* Provided passage
◆ ◆ ◆

The Hodgepodge: Final of the Year, Feature Ideas & Open Thread

The holiday season is getting ready to go into full swing with Thanksgiving next week. Not to mention, Derek and myself are going to start working on our year-end award lists and nominations. So this will be the final Hodgepodge of 2015.

It’s hard to believe how fast a year can go by and how much can happen when you look back at it all. Country Perspective has grown even bigger and has reached more readers than I ever imagined, so I thank you all for your support and kind words. This is what keeps us motivated to continue to write and bring you exciting content. Speaking of that I’ve been contemplating new features to introduce to the blog in 2016. I want to expand the variety on here and I’ve already got a couple of ideas I’m seriously considering. But I would love to hear from you too. What is something you would like to see? I would love some feedback.

By the way a new writer is already set to join us next year. But you’ll have to wait until January to find out…

We plan on reviewing a few more albums and singles in the next couple of weeks. Let us know what you would love to see covered most that we have not yet. No, we will not review the Old Dominion album. Please suggest good music.

You can basically treat this Hodgepodge as an open thread to discuss whatever you want to discuss in country and Americana right now. Also you can throw out some questions for Derek and myself that we will do our best to answer. You guys know how these Q&A Hodgepodges work. Just don’t ask us something impossible or go over five questions (Each reader can ask up to five questions). Again thank you for reading the Hodgepodge in 2015 and we look forward to bringing it back again in 2016.

Upcoming/Recent Country & Americana Releases 

  • The last major album release of the year appears to be the debut album of Cam on December 11. It’s titled Untamed and is highly likely to be the final review of the year.
  • Alan Jackson released a three-CD box set called Genuine: The Alan Jackson Story. It features his biggest hits and a few unreleased songs. It’s exclusively available through Walmart and in my opinion is a great Christmas gift for any country fan.
  • Shovels & Rope just came out with a surprise of their own. Through Dualtone Music, they’re releasing a collaborative project on November 20 titled Busted Jukebox Volume 1. NPR announced it and debuted the music, which you can stream here. It’s covers of some of their favorite songs and they explain in the NPR piece the meaning of each song for them and how they came about. The guest artists who join them are very talented and include the likes of Lucius, Shakey Graves, The Milk Carton Kids and JD McPherson. I definitely suggest giving it a listen.

◆ ◆ ◆

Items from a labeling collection
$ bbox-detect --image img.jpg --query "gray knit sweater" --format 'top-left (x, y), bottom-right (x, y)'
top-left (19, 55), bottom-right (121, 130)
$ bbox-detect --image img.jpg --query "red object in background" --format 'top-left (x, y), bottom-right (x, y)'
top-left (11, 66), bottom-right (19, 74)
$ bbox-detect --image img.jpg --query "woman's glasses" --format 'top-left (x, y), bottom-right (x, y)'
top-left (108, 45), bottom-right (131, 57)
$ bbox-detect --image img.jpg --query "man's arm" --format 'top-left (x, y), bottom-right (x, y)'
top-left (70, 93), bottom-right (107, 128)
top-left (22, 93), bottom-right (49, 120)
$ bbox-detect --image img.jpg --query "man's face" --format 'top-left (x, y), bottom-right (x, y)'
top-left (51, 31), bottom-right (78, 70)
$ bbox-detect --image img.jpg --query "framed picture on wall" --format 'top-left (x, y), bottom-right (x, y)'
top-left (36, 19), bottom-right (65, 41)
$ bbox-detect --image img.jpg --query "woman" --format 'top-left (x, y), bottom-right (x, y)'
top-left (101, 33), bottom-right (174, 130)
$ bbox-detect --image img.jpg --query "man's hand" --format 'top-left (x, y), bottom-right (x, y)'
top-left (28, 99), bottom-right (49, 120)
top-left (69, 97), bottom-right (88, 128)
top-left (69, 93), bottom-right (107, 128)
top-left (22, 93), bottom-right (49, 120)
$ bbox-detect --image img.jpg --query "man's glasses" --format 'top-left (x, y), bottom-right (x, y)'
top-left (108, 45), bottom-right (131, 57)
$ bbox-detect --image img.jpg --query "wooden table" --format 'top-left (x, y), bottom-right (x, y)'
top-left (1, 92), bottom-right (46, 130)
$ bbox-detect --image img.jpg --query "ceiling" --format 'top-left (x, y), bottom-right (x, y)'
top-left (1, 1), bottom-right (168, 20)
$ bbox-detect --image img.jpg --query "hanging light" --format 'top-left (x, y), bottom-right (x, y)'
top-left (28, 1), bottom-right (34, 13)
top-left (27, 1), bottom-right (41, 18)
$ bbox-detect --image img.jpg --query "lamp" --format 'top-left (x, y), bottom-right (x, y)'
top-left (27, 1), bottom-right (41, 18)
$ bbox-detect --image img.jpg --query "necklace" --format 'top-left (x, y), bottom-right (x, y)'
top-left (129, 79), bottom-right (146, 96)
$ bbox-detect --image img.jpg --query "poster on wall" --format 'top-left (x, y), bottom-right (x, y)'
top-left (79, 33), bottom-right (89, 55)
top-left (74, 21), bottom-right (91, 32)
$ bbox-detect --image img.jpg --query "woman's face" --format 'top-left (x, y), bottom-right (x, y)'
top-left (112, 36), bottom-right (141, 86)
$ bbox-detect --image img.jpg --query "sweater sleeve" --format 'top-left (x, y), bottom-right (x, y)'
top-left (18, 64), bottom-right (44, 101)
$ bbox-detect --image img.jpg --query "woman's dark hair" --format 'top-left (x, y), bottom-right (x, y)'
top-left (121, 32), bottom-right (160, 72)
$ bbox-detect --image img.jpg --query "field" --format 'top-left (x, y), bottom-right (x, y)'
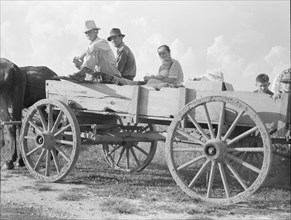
top-left (1, 126), bottom-right (291, 220)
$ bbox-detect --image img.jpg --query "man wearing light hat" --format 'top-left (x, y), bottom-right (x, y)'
top-left (273, 68), bottom-right (291, 141)
top-left (70, 20), bottom-right (121, 80)
top-left (107, 28), bottom-right (136, 80)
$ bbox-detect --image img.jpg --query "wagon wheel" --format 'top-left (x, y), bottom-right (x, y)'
top-left (103, 124), bottom-right (157, 172)
top-left (20, 99), bottom-right (81, 182)
top-left (165, 96), bottom-right (271, 204)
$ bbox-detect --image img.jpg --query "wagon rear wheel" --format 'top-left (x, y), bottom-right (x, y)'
top-left (166, 96), bottom-right (271, 204)
top-left (103, 124), bottom-right (157, 172)
top-left (20, 99), bottom-right (81, 182)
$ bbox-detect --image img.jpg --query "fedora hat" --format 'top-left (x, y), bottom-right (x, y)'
top-left (107, 28), bottom-right (125, 41)
top-left (84, 20), bottom-right (100, 33)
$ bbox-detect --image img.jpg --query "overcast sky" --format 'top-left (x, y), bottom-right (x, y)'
top-left (1, 0), bottom-right (290, 91)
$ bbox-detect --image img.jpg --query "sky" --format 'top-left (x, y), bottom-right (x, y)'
top-left (0, 0), bottom-right (290, 91)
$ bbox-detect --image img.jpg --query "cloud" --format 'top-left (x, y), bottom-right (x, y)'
top-left (101, 2), bottom-right (121, 14)
top-left (130, 16), bottom-right (149, 31)
top-left (206, 36), bottom-right (246, 79)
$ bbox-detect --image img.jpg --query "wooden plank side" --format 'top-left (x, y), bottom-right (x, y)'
top-left (138, 86), bottom-right (185, 118)
top-left (46, 81), bottom-right (138, 113)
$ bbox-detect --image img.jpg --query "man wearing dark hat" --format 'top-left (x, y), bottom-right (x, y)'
top-left (70, 20), bottom-right (121, 80)
top-left (107, 28), bottom-right (136, 80)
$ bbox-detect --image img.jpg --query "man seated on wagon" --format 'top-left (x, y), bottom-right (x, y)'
top-left (273, 68), bottom-right (291, 140)
top-left (69, 20), bottom-right (138, 85)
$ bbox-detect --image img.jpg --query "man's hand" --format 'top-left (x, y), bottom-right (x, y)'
top-left (272, 92), bottom-right (281, 100)
top-left (73, 57), bottom-right (82, 69)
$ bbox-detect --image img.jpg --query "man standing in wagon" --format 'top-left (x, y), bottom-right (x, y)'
top-left (69, 20), bottom-right (121, 80)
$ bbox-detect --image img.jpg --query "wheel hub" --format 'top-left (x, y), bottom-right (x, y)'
top-left (204, 140), bottom-right (226, 161)
top-left (35, 132), bottom-right (55, 150)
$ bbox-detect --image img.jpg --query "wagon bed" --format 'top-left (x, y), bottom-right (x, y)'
top-left (21, 81), bottom-right (290, 204)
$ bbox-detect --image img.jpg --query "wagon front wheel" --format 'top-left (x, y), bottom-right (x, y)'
top-left (166, 96), bottom-right (271, 204)
top-left (20, 99), bottom-right (81, 182)
top-left (103, 124), bottom-right (157, 172)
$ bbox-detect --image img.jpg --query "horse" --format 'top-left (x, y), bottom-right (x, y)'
top-left (0, 59), bottom-right (59, 169)
top-left (0, 58), bottom-right (26, 169)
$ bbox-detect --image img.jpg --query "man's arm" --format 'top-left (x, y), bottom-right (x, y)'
top-left (116, 50), bottom-right (127, 73)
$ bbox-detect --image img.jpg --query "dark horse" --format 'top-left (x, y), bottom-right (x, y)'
top-left (0, 58), bottom-right (26, 169)
top-left (0, 59), bottom-right (57, 169)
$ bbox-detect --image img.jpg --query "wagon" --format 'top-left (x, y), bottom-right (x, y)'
top-left (20, 81), bottom-right (290, 204)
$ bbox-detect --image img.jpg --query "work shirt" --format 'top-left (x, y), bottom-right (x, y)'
top-left (116, 42), bottom-right (136, 80)
top-left (159, 58), bottom-right (184, 83)
top-left (82, 37), bottom-right (121, 76)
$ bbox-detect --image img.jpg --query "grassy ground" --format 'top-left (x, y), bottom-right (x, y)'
top-left (1, 126), bottom-right (291, 220)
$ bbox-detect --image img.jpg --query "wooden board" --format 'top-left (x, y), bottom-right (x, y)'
top-left (46, 80), bottom-right (139, 115)
top-left (185, 80), bottom-right (234, 91)
top-left (46, 81), bottom-right (288, 135)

◆ ◆ ◆

* To-do list
A: Duplicate the Hodgepodge post word for word, starting at "We plan on reviewing" and ending at "suggest good music.".
B: According to the Hodgepodge post, what is the title of the collaborative project Shovels & Rope is releasing on November 20?

* The answers
A:
We plan on reviewing a few more albums and singles in the next couple of weeks. Let us know what you would love to see covered most that we have not yet. No, we will not review the Old Dominion album. Please suggest good music.

B: Busted Jukebox Volume 1